[Records drawn from a dataset]
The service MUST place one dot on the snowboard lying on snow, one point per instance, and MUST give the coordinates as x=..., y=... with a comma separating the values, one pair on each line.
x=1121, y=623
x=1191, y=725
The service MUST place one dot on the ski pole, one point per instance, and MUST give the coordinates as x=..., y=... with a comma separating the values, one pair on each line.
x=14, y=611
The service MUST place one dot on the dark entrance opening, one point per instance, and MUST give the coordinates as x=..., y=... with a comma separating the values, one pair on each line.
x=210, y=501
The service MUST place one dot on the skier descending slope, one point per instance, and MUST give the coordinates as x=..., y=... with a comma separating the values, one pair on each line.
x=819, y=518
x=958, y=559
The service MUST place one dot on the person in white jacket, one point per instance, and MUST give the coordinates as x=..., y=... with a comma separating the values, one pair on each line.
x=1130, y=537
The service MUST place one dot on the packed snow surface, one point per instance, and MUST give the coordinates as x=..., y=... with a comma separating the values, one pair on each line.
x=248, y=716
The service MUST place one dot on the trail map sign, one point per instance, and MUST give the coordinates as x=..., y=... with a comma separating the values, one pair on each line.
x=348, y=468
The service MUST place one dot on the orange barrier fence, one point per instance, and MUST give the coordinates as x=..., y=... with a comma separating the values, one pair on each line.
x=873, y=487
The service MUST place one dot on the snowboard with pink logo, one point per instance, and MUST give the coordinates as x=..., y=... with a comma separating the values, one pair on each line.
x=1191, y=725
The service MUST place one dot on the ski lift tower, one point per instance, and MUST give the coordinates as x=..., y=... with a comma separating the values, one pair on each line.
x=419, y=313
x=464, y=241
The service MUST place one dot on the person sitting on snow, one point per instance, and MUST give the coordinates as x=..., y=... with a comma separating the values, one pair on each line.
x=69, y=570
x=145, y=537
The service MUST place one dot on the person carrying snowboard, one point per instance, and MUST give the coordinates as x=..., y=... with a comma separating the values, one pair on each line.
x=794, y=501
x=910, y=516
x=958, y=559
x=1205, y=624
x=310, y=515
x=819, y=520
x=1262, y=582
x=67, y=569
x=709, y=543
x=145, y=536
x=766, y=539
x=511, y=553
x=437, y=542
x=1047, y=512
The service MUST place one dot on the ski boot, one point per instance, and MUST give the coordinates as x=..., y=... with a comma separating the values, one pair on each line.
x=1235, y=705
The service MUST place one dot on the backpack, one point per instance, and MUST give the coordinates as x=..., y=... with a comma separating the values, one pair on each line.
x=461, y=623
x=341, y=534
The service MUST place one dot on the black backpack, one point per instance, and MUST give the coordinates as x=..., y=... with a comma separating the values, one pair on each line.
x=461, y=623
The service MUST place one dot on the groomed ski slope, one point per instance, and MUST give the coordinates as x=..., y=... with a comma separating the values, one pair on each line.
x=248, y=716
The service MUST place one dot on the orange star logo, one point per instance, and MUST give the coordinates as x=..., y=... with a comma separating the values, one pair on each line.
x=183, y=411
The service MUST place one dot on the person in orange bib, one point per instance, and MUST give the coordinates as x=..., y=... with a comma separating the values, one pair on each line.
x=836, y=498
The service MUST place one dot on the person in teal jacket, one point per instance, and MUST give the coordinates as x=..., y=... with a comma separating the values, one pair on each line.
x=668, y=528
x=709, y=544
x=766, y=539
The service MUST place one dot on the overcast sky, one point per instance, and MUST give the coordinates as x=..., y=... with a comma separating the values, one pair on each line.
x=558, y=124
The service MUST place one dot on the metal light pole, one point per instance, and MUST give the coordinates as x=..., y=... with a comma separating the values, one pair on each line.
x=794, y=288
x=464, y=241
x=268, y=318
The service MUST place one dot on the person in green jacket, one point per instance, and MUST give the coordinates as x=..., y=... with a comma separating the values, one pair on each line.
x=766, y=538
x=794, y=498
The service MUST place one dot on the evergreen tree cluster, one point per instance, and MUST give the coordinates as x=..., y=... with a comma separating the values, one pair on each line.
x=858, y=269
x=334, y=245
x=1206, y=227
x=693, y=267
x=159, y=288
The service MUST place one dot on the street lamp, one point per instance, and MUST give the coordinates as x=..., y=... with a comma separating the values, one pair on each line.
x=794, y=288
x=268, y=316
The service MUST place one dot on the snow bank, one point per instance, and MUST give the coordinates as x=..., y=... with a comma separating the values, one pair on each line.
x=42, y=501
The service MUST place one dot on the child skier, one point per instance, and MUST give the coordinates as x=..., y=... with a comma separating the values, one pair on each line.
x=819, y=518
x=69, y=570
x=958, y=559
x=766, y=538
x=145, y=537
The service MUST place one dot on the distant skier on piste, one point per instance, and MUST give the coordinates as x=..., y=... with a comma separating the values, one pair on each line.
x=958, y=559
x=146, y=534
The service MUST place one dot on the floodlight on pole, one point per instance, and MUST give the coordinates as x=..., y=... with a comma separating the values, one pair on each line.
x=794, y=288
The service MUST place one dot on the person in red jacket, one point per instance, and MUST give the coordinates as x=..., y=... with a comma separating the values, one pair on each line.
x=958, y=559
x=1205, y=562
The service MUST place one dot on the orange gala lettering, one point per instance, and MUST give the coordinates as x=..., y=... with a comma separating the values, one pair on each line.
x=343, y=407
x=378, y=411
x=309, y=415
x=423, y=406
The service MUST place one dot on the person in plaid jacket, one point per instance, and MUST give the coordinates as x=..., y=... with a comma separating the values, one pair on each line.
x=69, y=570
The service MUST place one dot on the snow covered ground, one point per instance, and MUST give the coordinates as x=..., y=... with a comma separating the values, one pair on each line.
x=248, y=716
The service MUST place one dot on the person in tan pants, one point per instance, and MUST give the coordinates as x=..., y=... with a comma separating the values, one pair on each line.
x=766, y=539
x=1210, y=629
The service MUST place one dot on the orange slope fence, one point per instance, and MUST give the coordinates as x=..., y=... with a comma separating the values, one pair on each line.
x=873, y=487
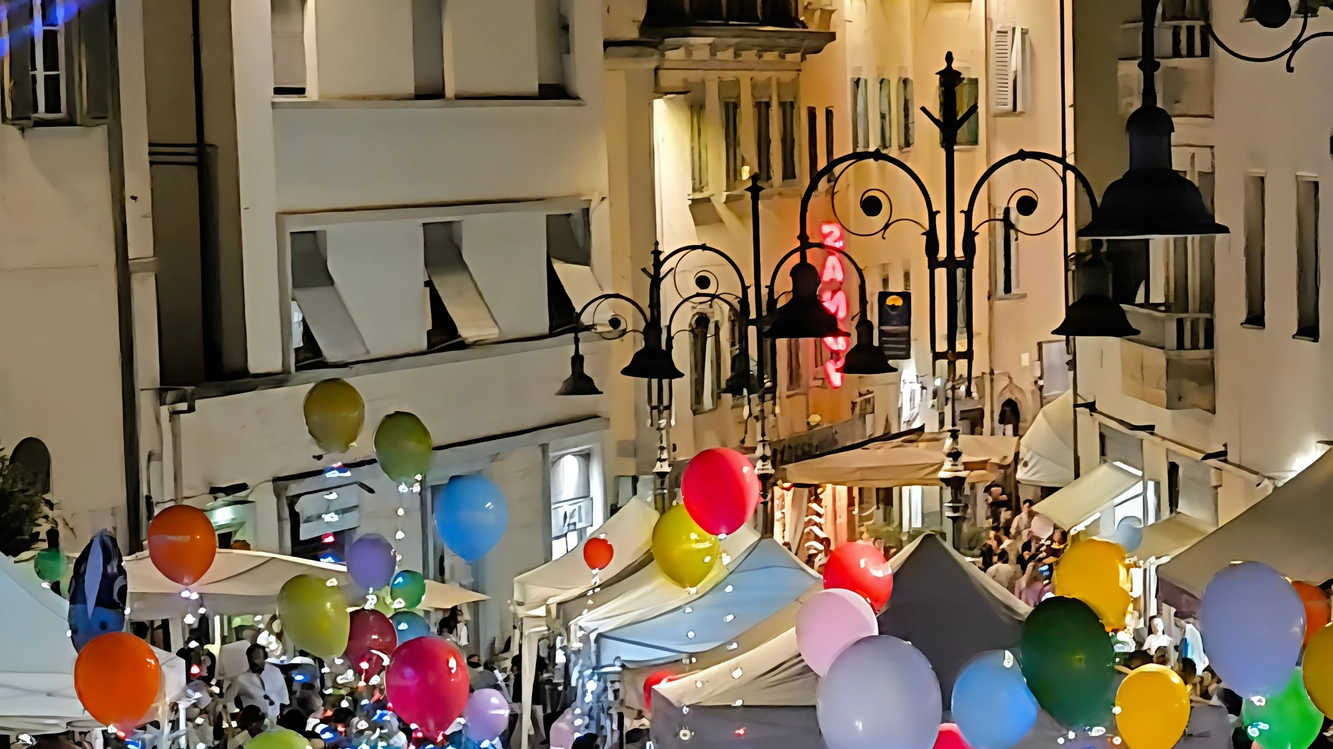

- What is being asked
Each entry is to be transcribed verbatim, and any picture in it is to be skipped.

- Your solution
The service MUST place one dot on the snowboard lying on snow, one point per instance, and MUST give the coordinates as x=..., y=... with a comma separating the values, one pair on each line.
x=1121, y=623
x=1191, y=725
The service MUST place one dot on the ski pole, one point per instance, and MUST give the coordinates as x=..., y=... with a comma separating the values, one pair on each line.
x=14, y=611
The service MUST place one dot on the dark entrance opening, one point per instance, and MUST give the coordinates as x=..., y=... with a comma separating the values, one pair on each line.
x=210, y=501
The service MUST place one dot on the skier descending slope, one point per instance, and MUST give the coordinates as x=..., y=... with a comma separating the values, one pair on each line.
x=819, y=518
x=958, y=559
The service MUST place one dot on the person in white jacket, one point per instance, and MUST give the coordinates as x=..., y=... with a comma separating the values, one pair on each line.
x=1130, y=537
The service MUST place one dot on the packed snow surface, one point per instance, and MUST give the coordinates as x=..., y=... with a comma separating the values, one pair on each line.
x=248, y=716
The service MUST place one dot on the trail map sign, one point per instance, and MUST give the coordinates as x=..., y=... with a comma separating the values, one pair on each line.
x=348, y=468
The service MUST place one dot on the orange barrier fence, one point per instance, and MUST give the coordinates as x=..., y=... with a comma separating the values, one pair on each line.
x=873, y=487
The service MUST place one dot on the snowboard with pink logo, one point per instance, and MUST give the coordinates as x=..., y=... with a comma separating the values, one pair on each line.
x=1191, y=725
The service MUST place one dot on the ski lift tower, one point per instance, and MUST give the coordinates as x=..., y=... with a comma separating the values, one pair on each line.
x=419, y=313
x=464, y=241
The service MUST place one dot on the person sitting on snow, one point per instance, and MUST give the coordinates as x=..., y=... with a comma separating the values, one pair on each line.
x=69, y=570
x=145, y=537
The service MUST place one dot on the person carrying snowboard, one point per instance, and MUST give the coordinates as x=..., y=... with a comma separating the values, one pair on each line.
x=794, y=501
x=910, y=516
x=958, y=559
x=1205, y=624
x=310, y=515
x=819, y=520
x=1262, y=582
x=67, y=569
x=709, y=543
x=145, y=536
x=766, y=539
x=511, y=553
x=437, y=542
x=1047, y=512
The service MUST place one dot on the ski boot, one point per instance, and MUST give the coordinates as x=..., y=... with a comma separating the values, one pair on each line.
x=1235, y=705
The service MUST place one dot on the backpack, one point per instance, and MUST give the coordinates as x=..., y=... with a comma separating the values, one pair on each line.
x=461, y=623
x=341, y=534
The service MUST place one dot on the black backpack, one point per instance, and MUST give the coordinates as x=..., y=... with a comma separating the values, one pair on each line.
x=461, y=623
The service MUST place one dot on the groomed ski slope, one point per instance, and MUST give the coordinates as x=..., y=... with a comma separating the values, one pair on each line.
x=248, y=716
The service MUST place one dot on the orange star logo, one point per instance, and MUST give the coordinates as x=..., y=... with a comma separating the values, one pair on each line.
x=183, y=411
The service MUST place one dot on the person in orange bib, one point per instance, and MUST give the coordinates as x=..., y=... with a comma separating the values, one pair on each line.
x=836, y=498
The service MUST place one dot on the person in teal jacket, one point per instance, and MUST give the coordinates as x=..., y=... with a comma separating the values, one pair on each line.
x=668, y=528
x=709, y=544
x=766, y=539
The service MUST place one dot on the overcast sky, one point per instance, and MUST give the coordinates as x=..., y=... with a comma separating the values, one pair on each line.
x=558, y=124
The service MUST place one dot on the metal light pole, one point per instance, and MUST give the coordinates as x=..., y=... with a comma separating the values, one pair on each line.
x=794, y=288
x=464, y=241
x=268, y=318
The service MUST place one dot on the person in green jacket, one point per instance, and MUST give the coordinates as x=..., y=... with a comma separating the values, one pair on each line.
x=766, y=538
x=794, y=498
The service MUST place one dot on the evergreen tree cluster, one point per instance, and MUST give the coordinates as x=..., y=... with a comma separating the values, one pair on each line.
x=858, y=269
x=334, y=245
x=1206, y=227
x=693, y=267
x=159, y=288
The service MUST place one dot on the street lamp, one point per instance, and MUST give the coordinates as x=..., y=... with a comma separating the values, one pair on each line.
x=794, y=288
x=268, y=316
The service MUST place one dot on the snow bank, one point per instance, and MUST give the coordinates as x=..., y=... with a comma separating the values, one pair on each line.
x=42, y=501
The service MUST place one dot on the child skier, one point per instance, and MUST give the coordinates as x=..., y=... with a comma separating the values, one pair on each line.
x=819, y=518
x=69, y=570
x=958, y=559
x=766, y=538
x=145, y=537
The service MUST place one dot on the distant skier on piste, one point per instance, and MUST give the coordinates as x=..., y=... with a comma separating the values, one pair on each line.
x=958, y=559
x=146, y=534
The service MUST place one dot on the floodlight on pole, one point per instance, and MUST give the coordinates as x=..., y=... with a comma separating the values, one pair on each line.
x=794, y=288
The service MUST place one dot on the person in red jacket, one point per instance, and MUST give the coordinates as x=..., y=... with a comma separating the values, one pair on each line.
x=958, y=559
x=1205, y=562
The service MUST place one dot on the orange gala lettering, one point per instance, and MUST give the coordinates as x=..., y=... with a comma separating the values, one pair on each line.
x=343, y=407
x=378, y=411
x=309, y=415
x=423, y=406
The service MUST place one dot on the person in plaid jacket, one point per instance, and MUST give the coordinates as x=..., y=... with a comma separating the values, one pair on each line.
x=69, y=570
The service MUST place one dot on the snow covered ground, one point per instance, and MUST give the coordinates as x=..., y=... with a comma separating the values, one pair on each line.
x=248, y=716
The service MUST place one dot on the person in tan pants, one point per instance, and MUST give the coordinates as x=..., y=... with a comma separating the values, one pair on each line.
x=766, y=539
x=1210, y=629
The service MUST place one dot on the orange slope fence, one point per instance, and MUST give the coordinates as x=..., y=... with a comma separating the values, one pair on each line.
x=873, y=487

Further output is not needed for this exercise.